• Krótkie zadanie: Przedstaw w krótkich punktach akapit tekstu o szkodach wojennych, który zaczyna się od słów „Według danych Banku Światowego”. Zachowaj jego główne fakty.

• Podany fragment:
= = =
Szkody wojenne bez ochrony asekuratorów
Wojna to ryzyko wyłączane przez zakłady ubezpieczeń, a kraje, które w niej uczestniczą, są przeważnie wykluczone z zakresu ochrony polis. Tak jest też w przypadku wojny w Ukrainie, gdzie większość ubezpieczeń nie zadziała.
Według danych Banku Światowego, do 22 kwietnia straty materialne poniesione dotąd przez Ukrainę z powodu uszkodzenia budynków i infrastruktury w trakcie rosyjskiej inwazji sięgnęły około 60 mld dol. Wiadomo jednak, że na tym nie koniec - rosną one w miarę, jak trwa wojna. Sami Ukraińcy w połowie kwietnia szacowali straty na 600 mld dol., ale w to wchodzą nie tylko bezpośrednie straty materialne, ale też spadek PKB, przymusowe zaprzestanie prowadzonych inwestycji itd. Włodzimierz Hutnikiewicz z Mentora szacował, że 95 proc. poszkodowanych firm i osób nie będzie mogła liczyć na odszkodowania.
= = =
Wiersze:

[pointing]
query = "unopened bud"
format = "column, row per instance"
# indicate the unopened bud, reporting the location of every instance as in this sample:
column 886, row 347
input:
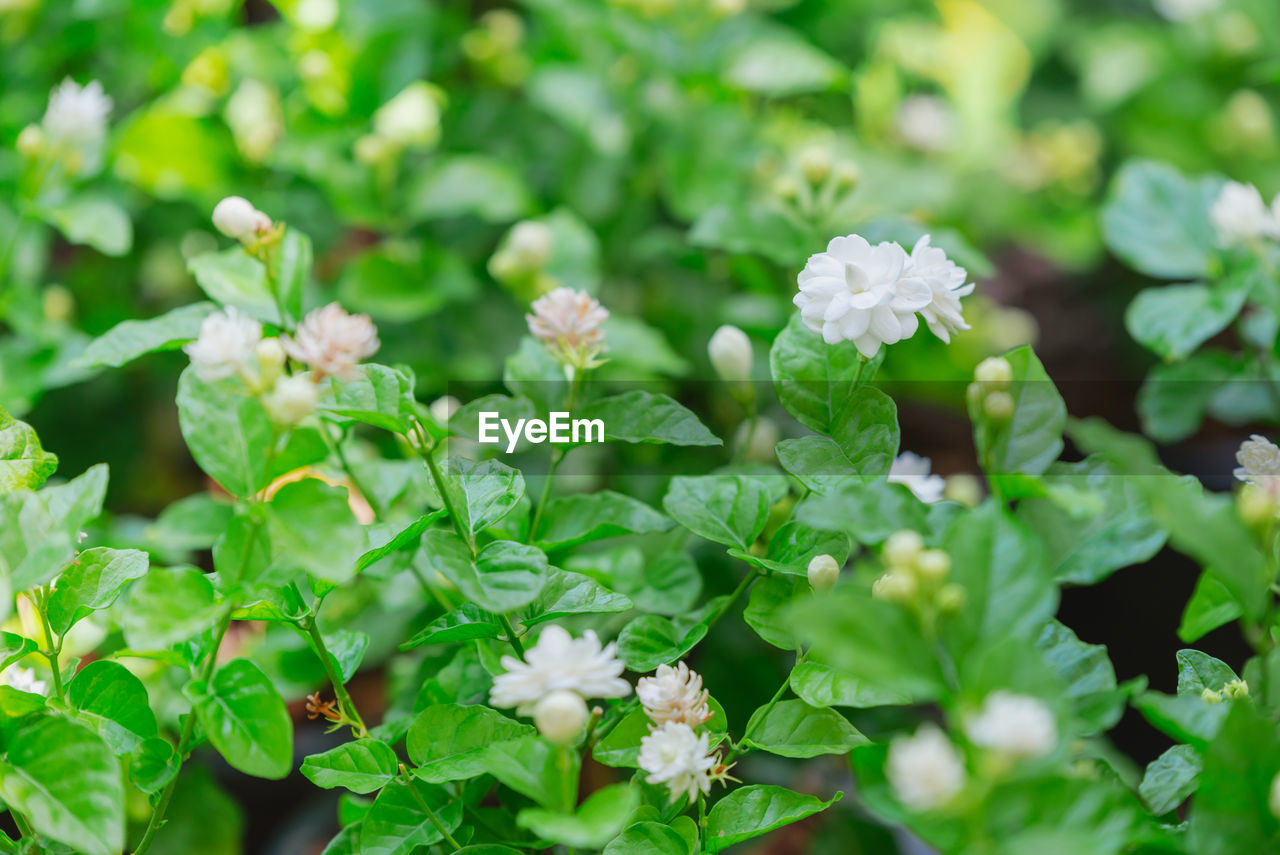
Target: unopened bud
= = =
• Poprawny wynik:
- Według Banku Światowego straty materialne Ukrainy z powodu uszkodzenia budynków i infrastruktury podczas rosyjskiej inwazji sięgnęły do 22 kwietnia około 60 mld dol. i rosną w miarę trwania wojny.
- Ukraińcy w połowie kwietnia szacowali straty na 600 mld dol. Ta kwota obejmuje nie tylko bezpośrednie straty materialne, lecz także m.in. spadek PKB i przymusowe zaprzestanie inwestycji.
- Włodzimierz Hutnikiewicz z Mentora szacował, że 95 proc. poszkodowanych firm i osób nie będzie mogło liczyć na odszkodowania.